Entries from a set of point annotations

+++++

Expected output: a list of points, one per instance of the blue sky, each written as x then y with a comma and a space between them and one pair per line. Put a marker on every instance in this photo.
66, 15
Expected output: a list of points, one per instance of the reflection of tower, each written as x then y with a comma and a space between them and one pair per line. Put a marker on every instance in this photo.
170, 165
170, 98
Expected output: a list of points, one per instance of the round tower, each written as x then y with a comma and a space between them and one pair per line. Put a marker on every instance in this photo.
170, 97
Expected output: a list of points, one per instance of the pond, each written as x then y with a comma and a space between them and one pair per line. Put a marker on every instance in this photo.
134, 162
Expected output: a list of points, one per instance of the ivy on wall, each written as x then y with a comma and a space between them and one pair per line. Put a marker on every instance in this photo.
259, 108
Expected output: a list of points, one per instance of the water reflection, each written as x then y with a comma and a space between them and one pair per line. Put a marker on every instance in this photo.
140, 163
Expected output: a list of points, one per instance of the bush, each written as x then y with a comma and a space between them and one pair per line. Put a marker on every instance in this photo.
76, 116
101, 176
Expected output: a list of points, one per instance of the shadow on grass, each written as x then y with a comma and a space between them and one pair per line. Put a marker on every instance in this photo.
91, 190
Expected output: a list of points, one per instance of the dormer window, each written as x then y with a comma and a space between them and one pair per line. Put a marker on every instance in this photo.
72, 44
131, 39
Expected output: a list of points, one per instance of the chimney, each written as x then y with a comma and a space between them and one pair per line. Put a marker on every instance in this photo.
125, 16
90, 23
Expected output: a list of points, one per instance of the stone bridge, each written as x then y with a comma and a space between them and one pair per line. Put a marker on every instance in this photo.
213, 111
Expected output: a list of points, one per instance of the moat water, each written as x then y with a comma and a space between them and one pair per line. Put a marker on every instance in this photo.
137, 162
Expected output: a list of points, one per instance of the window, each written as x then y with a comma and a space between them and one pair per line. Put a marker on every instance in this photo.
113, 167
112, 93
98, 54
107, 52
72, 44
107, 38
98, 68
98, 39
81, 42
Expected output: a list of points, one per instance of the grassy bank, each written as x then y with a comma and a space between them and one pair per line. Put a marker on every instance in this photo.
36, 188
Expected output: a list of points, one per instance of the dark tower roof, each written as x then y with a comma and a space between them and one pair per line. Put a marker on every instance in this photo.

+++++

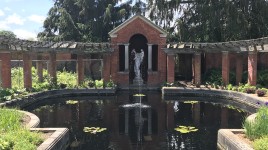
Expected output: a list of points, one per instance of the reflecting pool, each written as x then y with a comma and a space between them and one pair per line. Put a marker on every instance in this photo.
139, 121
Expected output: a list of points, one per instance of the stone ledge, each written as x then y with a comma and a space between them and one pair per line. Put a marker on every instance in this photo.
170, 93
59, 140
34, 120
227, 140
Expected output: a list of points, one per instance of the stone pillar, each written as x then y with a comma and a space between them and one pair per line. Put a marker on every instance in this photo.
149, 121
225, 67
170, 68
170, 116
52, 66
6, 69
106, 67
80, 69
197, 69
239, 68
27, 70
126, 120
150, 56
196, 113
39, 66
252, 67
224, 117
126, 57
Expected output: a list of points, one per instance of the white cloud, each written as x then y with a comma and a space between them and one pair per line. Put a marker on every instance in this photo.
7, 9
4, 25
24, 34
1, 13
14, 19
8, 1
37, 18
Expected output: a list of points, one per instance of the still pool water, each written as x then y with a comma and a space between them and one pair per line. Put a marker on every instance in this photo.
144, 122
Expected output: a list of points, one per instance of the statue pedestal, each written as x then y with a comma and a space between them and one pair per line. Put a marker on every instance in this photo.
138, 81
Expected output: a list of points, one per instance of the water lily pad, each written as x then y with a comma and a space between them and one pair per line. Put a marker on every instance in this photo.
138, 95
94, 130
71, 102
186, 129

+++++

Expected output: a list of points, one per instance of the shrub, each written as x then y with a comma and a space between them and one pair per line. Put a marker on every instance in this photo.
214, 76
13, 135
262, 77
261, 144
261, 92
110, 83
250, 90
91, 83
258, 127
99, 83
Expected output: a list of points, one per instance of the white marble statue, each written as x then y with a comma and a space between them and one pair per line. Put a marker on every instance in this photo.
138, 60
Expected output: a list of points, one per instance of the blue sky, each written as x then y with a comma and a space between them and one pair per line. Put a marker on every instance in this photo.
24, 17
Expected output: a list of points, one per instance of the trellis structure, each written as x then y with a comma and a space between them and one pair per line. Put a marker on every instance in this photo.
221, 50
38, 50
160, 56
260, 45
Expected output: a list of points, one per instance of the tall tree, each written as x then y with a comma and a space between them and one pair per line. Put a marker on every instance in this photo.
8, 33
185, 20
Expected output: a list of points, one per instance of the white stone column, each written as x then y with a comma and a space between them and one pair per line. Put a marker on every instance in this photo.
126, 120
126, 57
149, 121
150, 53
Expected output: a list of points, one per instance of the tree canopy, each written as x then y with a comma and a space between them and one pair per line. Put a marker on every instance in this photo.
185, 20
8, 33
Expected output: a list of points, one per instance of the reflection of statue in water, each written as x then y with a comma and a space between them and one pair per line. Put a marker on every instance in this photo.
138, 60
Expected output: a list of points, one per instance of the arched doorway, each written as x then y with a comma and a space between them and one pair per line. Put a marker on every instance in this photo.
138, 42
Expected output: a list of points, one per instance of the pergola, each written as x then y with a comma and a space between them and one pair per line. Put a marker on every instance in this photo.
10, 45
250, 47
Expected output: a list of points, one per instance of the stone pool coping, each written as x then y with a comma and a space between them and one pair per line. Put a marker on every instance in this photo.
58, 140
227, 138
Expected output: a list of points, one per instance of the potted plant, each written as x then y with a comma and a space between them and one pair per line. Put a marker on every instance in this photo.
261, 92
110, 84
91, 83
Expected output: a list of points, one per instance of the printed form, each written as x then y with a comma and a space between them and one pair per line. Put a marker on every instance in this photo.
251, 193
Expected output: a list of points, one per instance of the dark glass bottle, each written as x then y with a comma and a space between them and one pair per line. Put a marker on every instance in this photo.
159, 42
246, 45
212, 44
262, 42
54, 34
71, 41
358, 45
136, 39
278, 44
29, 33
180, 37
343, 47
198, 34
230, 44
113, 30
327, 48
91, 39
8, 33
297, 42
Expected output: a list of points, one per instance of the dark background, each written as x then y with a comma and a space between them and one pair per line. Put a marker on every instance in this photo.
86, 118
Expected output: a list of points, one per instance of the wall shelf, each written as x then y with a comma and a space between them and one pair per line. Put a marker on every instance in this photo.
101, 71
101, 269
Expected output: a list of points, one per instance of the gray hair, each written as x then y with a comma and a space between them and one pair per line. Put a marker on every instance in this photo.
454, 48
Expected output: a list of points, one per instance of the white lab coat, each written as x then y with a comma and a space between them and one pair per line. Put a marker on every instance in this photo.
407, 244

+++++

Written instruction: Extract every line of the material above that contains the string "window", treating uppercase and lowercase letters as different.

Written solution:
Expected output: a list of points, one per instance of the dormer window, each written as x then y with a comma and a space between them and one pair per line. Put a marker on every instance in this photo.
Expected output: a list of points, one per instance of the window, each written as x then y with a comma and a space between them and one pair per line. Put a marker on every instance in this photo.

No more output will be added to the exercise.